[Excerpts from a dataset]
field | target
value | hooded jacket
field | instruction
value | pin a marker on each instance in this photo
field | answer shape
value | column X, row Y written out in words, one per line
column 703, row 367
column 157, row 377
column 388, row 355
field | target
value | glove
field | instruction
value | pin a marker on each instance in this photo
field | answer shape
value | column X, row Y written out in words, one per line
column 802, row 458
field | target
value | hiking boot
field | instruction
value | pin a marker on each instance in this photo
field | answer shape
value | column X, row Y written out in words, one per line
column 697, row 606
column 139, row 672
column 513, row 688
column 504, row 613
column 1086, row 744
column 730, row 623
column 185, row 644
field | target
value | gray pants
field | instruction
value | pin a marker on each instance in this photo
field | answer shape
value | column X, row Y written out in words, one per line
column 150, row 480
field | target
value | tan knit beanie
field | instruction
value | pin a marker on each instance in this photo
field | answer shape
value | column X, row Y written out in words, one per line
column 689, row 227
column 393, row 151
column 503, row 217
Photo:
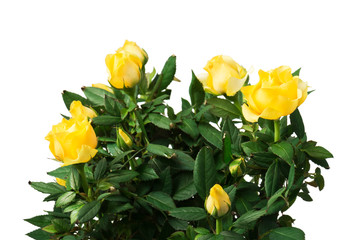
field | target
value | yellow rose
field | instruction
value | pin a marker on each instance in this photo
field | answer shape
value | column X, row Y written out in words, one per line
column 103, row 86
column 133, row 49
column 81, row 112
column 123, row 139
column 61, row 182
column 236, row 167
column 72, row 141
column 124, row 70
column 224, row 76
column 277, row 94
column 218, row 203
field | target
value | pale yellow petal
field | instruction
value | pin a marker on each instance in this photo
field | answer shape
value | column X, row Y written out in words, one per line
column 85, row 154
column 234, row 85
column 249, row 115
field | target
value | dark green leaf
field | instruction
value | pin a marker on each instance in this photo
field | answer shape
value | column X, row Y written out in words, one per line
column 65, row 198
column 123, row 176
column 159, row 120
column 88, row 211
column 248, row 217
column 204, row 172
column 69, row 97
column 189, row 127
column 51, row 188
column 106, row 120
column 40, row 221
column 61, row 172
column 96, row 95
column 211, row 134
column 317, row 152
column 39, row 234
column 196, row 92
column 223, row 108
column 297, row 123
column 161, row 200
column 284, row 150
column 100, row 169
column 273, row 179
column 147, row 173
column 184, row 187
column 73, row 181
column 287, row 233
column 168, row 72
column 188, row 213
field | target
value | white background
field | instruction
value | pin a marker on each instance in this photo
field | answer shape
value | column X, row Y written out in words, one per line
column 48, row 46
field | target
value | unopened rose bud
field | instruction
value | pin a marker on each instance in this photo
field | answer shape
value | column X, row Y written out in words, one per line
column 218, row 203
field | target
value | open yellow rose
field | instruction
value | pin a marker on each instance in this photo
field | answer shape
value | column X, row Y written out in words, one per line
column 218, row 203
column 224, row 76
column 125, row 66
column 133, row 49
column 72, row 141
column 277, row 94
column 103, row 86
column 81, row 112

Task details —
Give back every line from the beginning of the records through the line holding "value | glove", exactly as it reads, and leave out the rest.

Solved exercise —
field | target
value | hooded jacket
field | instruction
value | pin a marker on each instance in this photo
field | answer shape
value | column X, row Y written out in words, one per line
column 703, row 367
column 157, row 377
column 388, row 355
field | target
value | glove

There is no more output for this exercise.